» **Problem to solve**:
Answer from the testimony excerpt below:
(a) About how many acres of land had Bariwot purchased?
(b) Along which road was Wilson's public service vehicle in a fatal accident?
(c) Under Kalenjin customs, as Sawe testified, who held land?

» **Provided text**:
········

20.The evidence of DW6, Shem Kiptoo Sawe Amai, was that he was a senior chief, now retired, of Kibomet Location Trans Nzoia County. His father and Bariwot lived in the same village. He was aware that Bariwot had purchased land measuring about 150 acres which was subdivided between his two wives. The land had not been registered in Bariwot’s name by the time he died, and the committee handling the land found it fit to have the land registered in the name of Wilson to hold in trust for the family. According to Sawe, Bariwot died while Wilson was about 10 years old.
21.With regard to the registration of the land in the appellant’s name, Sawe testified that Wilson had a public service vehicle which was involved in a fatal accident along Kiungani Road. Wilson was afraid that he would lose the family land as his vehicle was not insured. He had therefore transferred the land to his wife and was later declared bankrupt.
22.It was Sawe’s testimony that the appellant had found the respondents and their other sisters living on the suit property. Their eviction, in his view, would be an abuse of trust as it is family land. Wilson had transferred the land to the appellant as he had been seeking a way of securing family property. It was Sawe’s testimony further that in Kalenjin customs, land was held by sons and not daughters.

········

» **Raw data**:
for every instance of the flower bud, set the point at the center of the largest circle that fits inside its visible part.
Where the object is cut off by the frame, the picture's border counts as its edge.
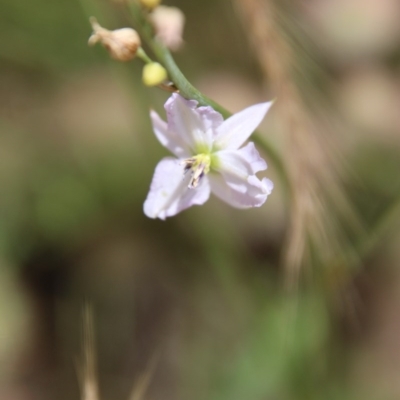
(150, 4)
(168, 23)
(122, 44)
(154, 74)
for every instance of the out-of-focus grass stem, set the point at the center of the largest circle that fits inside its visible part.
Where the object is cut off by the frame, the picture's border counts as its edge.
(186, 89)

········

» **Solution**:
(a) About 150 acres.
(b) Kiungani Road.
(c) Sons, not daughters.